What is needed: Take the material below and write it all out again exactly.

Entries from a point annotation set:
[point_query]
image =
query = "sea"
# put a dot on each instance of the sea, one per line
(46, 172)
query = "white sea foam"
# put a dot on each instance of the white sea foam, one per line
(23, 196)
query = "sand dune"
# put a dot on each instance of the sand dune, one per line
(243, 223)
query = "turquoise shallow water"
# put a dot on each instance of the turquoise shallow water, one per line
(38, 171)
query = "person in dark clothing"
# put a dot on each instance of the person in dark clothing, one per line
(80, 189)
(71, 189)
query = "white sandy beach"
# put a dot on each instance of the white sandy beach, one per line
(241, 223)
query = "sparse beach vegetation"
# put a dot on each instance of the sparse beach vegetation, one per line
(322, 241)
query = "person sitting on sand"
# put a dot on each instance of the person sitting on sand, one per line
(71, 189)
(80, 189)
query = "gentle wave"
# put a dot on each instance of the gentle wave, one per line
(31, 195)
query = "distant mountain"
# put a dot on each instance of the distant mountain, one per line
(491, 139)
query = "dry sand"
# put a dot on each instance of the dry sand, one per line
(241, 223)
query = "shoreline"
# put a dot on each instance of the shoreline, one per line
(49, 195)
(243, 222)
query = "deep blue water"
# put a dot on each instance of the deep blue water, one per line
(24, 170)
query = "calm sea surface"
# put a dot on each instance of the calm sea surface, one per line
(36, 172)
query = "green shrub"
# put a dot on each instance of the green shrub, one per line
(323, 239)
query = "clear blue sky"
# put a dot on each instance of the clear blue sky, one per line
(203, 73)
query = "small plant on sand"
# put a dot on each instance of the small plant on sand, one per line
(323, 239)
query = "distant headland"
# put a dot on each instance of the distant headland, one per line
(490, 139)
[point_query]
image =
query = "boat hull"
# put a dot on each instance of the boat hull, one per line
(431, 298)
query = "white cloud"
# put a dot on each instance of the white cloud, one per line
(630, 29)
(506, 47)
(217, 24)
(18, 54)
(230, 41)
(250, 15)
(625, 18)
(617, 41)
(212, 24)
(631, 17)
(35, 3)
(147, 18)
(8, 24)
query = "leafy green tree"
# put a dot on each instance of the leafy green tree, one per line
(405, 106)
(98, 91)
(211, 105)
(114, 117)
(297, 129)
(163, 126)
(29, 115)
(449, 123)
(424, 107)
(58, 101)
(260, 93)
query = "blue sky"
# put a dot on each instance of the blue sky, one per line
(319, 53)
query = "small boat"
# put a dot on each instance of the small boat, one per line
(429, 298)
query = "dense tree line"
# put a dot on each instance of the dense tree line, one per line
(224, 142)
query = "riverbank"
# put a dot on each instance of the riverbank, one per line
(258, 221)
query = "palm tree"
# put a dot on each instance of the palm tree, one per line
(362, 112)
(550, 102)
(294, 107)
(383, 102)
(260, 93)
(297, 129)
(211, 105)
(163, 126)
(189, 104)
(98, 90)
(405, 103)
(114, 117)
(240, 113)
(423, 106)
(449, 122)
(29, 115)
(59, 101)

Exercise result:
[point_query]
image =
query = "sea"
# put a dot on each instance of the sea, one per line
(46, 172)
query = "white sea foam"
# put a dot on each instance of the white sea foam, one per line
(23, 196)
query = "sand dune"
# put a dot on each instance of the sand dune, one per line
(243, 223)
query = "turquoise shallow water"
# put a dot on each instance of the turquoise shallow water, one per line
(38, 171)
query = "person in dark clothing"
# put a dot on each instance of the person in dark clothing, one per line
(80, 189)
(71, 189)
query = "white sandy beach"
# put a dot on each instance of the white sandy beach, one per line
(241, 223)
query = "sparse beach vegetation"
# put a dot on each instance of the sparse beach vegetation, one per line
(322, 241)
query = "person sitting on sand"
# put a dot on each instance of the person sitting on sand, one per line
(71, 189)
(80, 189)
query = "gentle wave"
# put a dot on each instance of the gentle wave, one per line
(31, 195)
query = "distant mountain"
# put a dot on each instance of the distant mountain, one per line
(491, 139)
query = "dry sand"
# put a dot on each instance of the dry sand, one per line
(241, 223)
query = "shoreline"
# put a dot on each instance of the shoreline, one per line
(49, 195)
(243, 222)
query = "deep blue water"
# put a dot on each instance of the deep blue water, one per line
(24, 170)
query = "calm sea surface"
# put a dot on each instance of the calm sea surface, one per line
(36, 172)
query = "green shrub"
# put a dot on each instance of the green shrub, one per line
(323, 239)
query = "clear blue sky"
# put a dot on each instance of the clear blue sky, one per line
(203, 73)
query = "small plant on sand"
# put a dot on each instance of the small plant on sand, one per line
(323, 239)
query = "distant headland"
# put a dot on each instance of the distant headland, one per line
(490, 139)
[point_query]
image =
query = "boat hull"
# put a dot on each instance of the boat hull, one per line
(431, 298)
query = "white cloud"
# put a dot on each instance of the white cloud, one per line
(630, 29)
(506, 47)
(217, 24)
(18, 54)
(230, 41)
(250, 15)
(625, 18)
(617, 41)
(212, 24)
(631, 17)
(35, 3)
(147, 18)
(8, 24)
query = "leafy green tree"
# put a dot on each instance of the leafy green tree, one per line
(405, 106)
(98, 91)
(211, 105)
(114, 117)
(297, 129)
(163, 126)
(29, 115)
(449, 123)
(424, 107)
(58, 101)
(260, 93)
query = "blue sky"
# put a dot on each instance of the blue sky, one per line
(319, 53)
query = "small boat"
# put a dot on each instance of the small boat, one per line
(429, 298)
query = "dense tree line"
# put a dot on each instance of the dense tree line, one per line
(224, 142)
query = "riverbank"
# put a dot on each instance of the riverbank, one per line
(258, 221)
query = "palm tree"
# put a dot on each instance of the palm tree, one per line
(362, 112)
(550, 102)
(294, 107)
(383, 102)
(260, 93)
(297, 129)
(211, 105)
(163, 126)
(189, 104)
(98, 90)
(405, 103)
(114, 117)
(240, 113)
(423, 106)
(449, 122)
(29, 115)
(59, 101)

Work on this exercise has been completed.